### What the task asks
Count the lines in the records below that contain the string "positive". Case counts. Give only the number.

Data entries
------------------------

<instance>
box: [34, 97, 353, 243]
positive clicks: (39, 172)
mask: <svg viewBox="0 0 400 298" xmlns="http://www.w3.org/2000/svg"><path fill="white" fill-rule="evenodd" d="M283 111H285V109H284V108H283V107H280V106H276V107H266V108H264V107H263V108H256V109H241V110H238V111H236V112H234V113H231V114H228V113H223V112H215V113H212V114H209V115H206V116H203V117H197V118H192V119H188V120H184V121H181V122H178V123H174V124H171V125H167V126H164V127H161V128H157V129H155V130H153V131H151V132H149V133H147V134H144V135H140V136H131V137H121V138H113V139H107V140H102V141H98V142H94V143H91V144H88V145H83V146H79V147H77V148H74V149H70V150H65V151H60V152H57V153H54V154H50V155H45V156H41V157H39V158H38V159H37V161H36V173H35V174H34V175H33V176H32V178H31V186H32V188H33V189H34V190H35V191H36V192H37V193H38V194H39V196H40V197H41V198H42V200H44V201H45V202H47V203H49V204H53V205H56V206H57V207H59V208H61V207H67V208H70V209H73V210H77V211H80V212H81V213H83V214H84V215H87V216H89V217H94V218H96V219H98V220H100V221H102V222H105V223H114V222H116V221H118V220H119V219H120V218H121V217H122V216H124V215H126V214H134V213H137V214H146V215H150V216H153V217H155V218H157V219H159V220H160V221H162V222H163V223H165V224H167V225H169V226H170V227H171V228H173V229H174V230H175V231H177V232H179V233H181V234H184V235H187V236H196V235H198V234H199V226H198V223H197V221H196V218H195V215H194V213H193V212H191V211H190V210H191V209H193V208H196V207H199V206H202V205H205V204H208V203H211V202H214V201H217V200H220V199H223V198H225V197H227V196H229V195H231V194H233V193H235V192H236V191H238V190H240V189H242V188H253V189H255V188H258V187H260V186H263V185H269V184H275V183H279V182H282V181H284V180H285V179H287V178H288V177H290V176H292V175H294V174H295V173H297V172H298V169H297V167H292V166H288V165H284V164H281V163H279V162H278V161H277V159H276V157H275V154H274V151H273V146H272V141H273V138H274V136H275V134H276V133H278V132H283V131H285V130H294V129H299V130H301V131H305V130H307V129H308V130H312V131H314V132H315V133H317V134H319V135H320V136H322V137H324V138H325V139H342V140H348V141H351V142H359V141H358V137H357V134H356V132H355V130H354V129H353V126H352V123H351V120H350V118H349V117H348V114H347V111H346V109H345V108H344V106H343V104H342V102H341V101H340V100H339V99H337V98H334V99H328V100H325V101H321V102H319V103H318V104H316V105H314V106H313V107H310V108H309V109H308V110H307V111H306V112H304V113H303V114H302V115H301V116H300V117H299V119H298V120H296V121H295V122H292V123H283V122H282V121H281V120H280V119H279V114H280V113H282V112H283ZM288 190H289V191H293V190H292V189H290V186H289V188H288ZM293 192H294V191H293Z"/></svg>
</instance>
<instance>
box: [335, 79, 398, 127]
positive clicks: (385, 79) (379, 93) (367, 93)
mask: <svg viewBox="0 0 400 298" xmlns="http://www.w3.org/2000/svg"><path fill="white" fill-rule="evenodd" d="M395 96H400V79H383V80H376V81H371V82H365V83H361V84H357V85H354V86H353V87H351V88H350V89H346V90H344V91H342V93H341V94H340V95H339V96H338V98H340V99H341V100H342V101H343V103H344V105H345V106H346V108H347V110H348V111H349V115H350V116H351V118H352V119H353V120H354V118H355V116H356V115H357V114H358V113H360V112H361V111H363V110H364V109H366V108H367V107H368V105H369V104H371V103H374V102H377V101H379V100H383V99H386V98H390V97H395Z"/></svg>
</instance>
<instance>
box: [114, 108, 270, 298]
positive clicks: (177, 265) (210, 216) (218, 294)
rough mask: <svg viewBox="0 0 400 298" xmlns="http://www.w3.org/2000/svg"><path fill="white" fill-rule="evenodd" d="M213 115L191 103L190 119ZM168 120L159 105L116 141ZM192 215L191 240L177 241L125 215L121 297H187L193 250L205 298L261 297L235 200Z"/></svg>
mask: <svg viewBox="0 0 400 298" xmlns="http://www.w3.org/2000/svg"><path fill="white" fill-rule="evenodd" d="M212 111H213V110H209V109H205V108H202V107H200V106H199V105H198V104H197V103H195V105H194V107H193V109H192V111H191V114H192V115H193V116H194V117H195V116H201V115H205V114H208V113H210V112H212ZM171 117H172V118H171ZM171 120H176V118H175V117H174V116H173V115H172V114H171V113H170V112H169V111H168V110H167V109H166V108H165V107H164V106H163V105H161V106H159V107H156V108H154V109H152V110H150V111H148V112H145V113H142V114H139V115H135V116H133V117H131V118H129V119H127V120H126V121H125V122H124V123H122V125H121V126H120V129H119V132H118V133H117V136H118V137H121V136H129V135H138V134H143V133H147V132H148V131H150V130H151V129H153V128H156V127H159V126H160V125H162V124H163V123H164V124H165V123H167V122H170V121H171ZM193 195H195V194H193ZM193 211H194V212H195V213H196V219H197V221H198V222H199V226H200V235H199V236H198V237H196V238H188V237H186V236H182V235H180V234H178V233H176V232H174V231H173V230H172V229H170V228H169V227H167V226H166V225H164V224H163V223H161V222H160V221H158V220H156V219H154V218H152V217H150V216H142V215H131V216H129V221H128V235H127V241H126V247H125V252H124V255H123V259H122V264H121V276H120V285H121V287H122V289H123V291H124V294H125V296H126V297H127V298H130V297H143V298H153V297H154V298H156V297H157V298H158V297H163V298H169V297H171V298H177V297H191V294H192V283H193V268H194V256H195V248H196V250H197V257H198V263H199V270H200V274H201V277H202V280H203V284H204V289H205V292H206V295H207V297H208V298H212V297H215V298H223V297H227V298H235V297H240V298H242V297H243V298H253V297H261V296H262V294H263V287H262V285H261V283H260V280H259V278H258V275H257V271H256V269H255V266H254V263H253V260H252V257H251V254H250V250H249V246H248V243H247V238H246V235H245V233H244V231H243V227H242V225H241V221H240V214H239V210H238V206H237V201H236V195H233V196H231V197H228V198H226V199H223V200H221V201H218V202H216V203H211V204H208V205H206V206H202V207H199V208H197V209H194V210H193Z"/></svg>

------------------------

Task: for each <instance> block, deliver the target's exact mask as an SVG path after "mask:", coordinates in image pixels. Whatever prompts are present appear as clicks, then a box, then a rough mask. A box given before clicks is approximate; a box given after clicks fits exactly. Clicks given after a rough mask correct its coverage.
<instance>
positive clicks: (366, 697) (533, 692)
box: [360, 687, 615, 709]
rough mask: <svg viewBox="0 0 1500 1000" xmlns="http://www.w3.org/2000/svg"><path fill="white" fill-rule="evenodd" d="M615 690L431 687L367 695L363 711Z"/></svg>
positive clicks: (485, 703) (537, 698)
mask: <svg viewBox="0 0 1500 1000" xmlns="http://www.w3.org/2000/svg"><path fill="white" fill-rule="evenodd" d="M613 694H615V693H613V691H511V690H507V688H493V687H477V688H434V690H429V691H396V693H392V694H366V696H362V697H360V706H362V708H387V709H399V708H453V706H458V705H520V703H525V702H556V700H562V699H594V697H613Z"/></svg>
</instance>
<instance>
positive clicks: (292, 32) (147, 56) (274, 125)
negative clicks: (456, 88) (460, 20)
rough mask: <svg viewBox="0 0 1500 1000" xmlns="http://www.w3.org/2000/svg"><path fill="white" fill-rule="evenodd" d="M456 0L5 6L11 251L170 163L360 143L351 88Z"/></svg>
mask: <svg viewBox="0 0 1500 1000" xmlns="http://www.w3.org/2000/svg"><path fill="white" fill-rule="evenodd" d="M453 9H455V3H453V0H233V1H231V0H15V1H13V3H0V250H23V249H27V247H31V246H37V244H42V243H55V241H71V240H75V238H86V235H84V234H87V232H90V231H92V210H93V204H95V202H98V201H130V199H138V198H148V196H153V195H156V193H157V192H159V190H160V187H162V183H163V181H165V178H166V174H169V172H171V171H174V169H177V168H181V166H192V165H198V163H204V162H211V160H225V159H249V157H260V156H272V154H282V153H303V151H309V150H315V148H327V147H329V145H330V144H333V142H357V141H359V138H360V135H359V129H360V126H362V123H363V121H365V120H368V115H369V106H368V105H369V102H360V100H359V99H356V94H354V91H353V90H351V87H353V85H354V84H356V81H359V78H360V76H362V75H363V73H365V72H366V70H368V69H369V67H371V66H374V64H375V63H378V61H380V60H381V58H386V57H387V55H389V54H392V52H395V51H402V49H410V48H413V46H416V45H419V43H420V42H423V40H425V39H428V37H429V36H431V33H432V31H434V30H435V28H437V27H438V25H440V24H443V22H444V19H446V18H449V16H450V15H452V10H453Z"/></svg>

------------------------

### Task solution
6